EXERCISE OBJECTIVE: From the line containing "Exercise. Point to the solar panel in" onward to the last line of the data below, copy each line exactly and add nothing.

---------------

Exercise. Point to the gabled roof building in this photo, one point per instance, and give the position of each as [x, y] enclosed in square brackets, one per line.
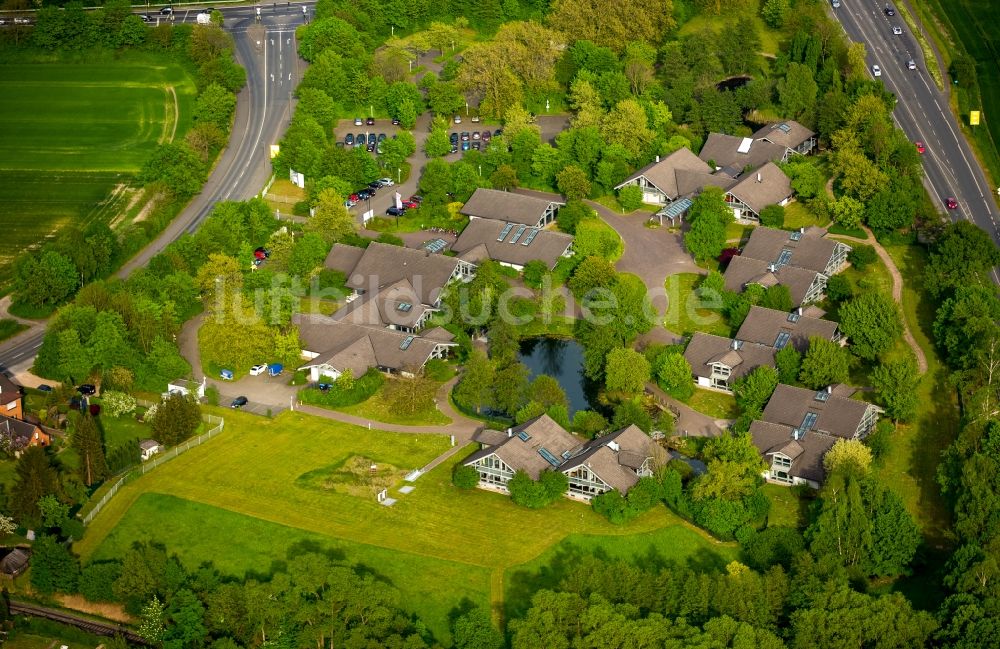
[799, 426]
[511, 207]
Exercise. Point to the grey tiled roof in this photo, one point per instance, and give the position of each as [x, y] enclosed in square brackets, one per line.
[809, 251]
[836, 416]
[704, 349]
[806, 453]
[506, 206]
[546, 245]
[723, 150]
[765, 325]
[745, 270]
[381, 265]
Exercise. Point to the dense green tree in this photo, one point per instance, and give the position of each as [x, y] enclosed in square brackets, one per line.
[894, 382]
[53, 567]
[824, 364]
[87, 443]
[872, 323]
[709, 216]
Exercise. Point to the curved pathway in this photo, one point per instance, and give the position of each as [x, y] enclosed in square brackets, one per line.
[897, 293]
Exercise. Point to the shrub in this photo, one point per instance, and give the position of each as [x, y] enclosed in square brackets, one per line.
[464, 477]
[630, 197]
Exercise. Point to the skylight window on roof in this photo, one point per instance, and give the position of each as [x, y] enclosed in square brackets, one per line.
[549, 457]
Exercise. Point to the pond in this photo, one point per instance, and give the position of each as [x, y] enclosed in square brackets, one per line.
[562, 359]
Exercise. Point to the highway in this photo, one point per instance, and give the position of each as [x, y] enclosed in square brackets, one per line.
[923, 113]
[263, 110]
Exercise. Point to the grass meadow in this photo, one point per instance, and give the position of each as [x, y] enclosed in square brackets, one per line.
[74, 134]
[244, 501]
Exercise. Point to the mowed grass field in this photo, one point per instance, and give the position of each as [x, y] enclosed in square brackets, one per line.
[240, 501]
[73, 134]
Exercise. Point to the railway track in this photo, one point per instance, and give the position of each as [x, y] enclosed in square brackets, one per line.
[107, 629]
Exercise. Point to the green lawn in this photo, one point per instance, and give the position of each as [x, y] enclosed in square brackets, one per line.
[247, 483]
[74, 134]
[714, 404]
[379, 408]
[688, 312]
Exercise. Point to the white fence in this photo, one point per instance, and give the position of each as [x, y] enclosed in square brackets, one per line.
[157, 460]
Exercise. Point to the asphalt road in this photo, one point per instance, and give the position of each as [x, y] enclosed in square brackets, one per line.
[924, 115]
[263, 110]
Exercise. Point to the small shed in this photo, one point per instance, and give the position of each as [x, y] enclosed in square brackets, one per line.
[15, 562]
[149, 448]
[186, 387]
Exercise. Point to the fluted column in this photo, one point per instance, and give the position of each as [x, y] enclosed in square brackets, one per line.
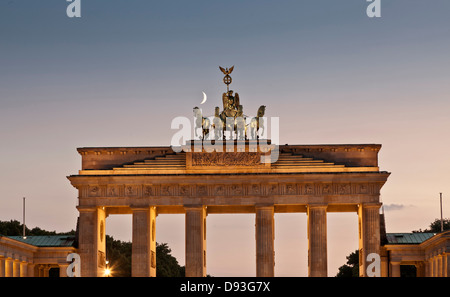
[9, 267]
[195, 224]
[63, 270]
[265, 236]
[369, 233]
[30, 268]
[2, 266]
[143, 259]
[23, 269]
[395, 269]
[92, 245]
[317, 241]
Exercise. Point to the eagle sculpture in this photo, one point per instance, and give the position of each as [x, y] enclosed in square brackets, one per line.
[227, 71]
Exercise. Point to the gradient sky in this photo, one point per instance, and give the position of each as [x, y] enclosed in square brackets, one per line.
[118, 75]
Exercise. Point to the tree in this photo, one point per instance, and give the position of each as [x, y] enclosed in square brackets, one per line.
[118, 252]
[167, 265]
[351, 269]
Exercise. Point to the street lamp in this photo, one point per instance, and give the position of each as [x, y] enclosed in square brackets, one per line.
[107, 269]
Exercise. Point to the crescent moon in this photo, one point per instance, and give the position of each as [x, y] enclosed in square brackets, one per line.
[204, 98]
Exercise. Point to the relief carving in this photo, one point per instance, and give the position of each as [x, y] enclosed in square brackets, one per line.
[184, 190]
[130, 191]
[166, 190]
[113, 191]
[202, 190]
[219, 190]
[272, 189]
[94, 191]
[255, 189]
[227, 159]
[236, 190]
[343, 189]
[149, 191]
[309, 189]
[291, 189]
[327, 189]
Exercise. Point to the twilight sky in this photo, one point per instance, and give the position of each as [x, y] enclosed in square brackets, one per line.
[118, 75]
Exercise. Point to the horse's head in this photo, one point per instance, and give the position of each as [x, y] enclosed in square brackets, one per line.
[197, 111]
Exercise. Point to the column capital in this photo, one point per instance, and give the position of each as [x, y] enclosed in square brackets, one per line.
[263, 206]
[87, 208]
[371, 205]
[317, 205]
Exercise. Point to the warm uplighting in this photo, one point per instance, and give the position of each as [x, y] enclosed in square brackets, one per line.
[107, 269]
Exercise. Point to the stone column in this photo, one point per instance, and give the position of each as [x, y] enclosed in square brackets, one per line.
[317, 241]
[369, 233]
[439, 266]
[92, 246]
[23, 269]
[63, 270]
[9, 267]
[395, 268]
[195, 224]
[16, 268]
[2, 266]
[143, 258]
[265, 236]
[30, 268]
[41, 271]
[447, 265]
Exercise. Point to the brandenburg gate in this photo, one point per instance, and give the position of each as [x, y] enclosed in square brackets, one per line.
[150, 181]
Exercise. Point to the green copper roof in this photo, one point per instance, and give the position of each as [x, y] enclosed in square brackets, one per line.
[47, 240]
[408, 238]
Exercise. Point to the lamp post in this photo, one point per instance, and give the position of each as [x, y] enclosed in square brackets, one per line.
[107, 270]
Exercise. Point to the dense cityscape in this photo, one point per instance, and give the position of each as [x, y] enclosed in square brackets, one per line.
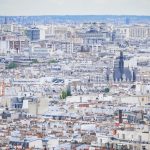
[75, 84]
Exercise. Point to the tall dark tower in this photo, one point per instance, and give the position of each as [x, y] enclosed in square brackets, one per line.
[134, 75]
[121, 64]
[6, 20]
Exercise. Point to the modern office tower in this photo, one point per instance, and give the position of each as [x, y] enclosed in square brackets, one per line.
[122, 73]
[33, 34]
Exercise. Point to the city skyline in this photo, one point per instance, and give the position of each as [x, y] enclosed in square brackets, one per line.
[74, 7]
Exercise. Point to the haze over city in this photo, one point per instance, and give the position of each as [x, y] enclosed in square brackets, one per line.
[74, 7]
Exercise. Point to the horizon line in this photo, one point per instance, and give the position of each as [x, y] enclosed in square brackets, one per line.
[75, 15]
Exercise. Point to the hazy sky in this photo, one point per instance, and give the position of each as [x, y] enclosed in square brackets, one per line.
[74, 7]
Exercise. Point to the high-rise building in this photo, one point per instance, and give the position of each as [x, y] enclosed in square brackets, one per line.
[33, 34]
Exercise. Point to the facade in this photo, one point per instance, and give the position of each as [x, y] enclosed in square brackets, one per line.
[33, 34]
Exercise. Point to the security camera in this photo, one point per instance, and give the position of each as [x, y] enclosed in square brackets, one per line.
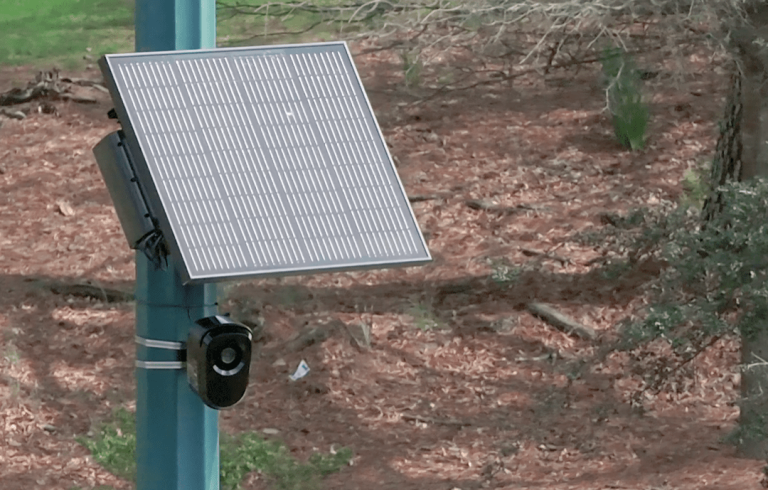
[219, 360]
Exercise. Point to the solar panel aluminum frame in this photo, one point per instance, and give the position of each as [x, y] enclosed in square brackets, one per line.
[149, 176]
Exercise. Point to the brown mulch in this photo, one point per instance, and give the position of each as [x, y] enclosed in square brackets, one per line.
[461, 386]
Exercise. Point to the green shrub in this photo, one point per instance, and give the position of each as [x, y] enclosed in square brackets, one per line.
[625, 102]
[717, 275]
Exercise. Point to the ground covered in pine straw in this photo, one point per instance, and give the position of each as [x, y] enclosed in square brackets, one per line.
[461, 387]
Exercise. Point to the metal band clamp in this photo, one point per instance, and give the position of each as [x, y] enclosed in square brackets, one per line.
[179, 347]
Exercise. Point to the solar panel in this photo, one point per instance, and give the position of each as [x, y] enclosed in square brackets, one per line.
[263, 160]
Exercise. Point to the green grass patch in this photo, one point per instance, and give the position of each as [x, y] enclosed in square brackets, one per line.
[113, 446]
[63, 32]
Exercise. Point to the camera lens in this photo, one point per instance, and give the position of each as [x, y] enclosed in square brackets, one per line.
[228, 355]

---------------

ANSWER TO THIS PROBLEM:
Exercise. Point to the solar panel in this photo, one point per instance, and give the position of each as [x, y] enclosed in square brackets, one per line.
[263, 160]
Exercise. Point to the green grass patch in this photo, one point per instance, and give the position of each as [x, y] enclosed in square brackets, one per line.
[113, 446]
[63, 32]
Exercise. Point to the camera lens in this photo, one point per instance, and give the position of each as [x, y] enclosed in square brackets, one per line.
[228, 355]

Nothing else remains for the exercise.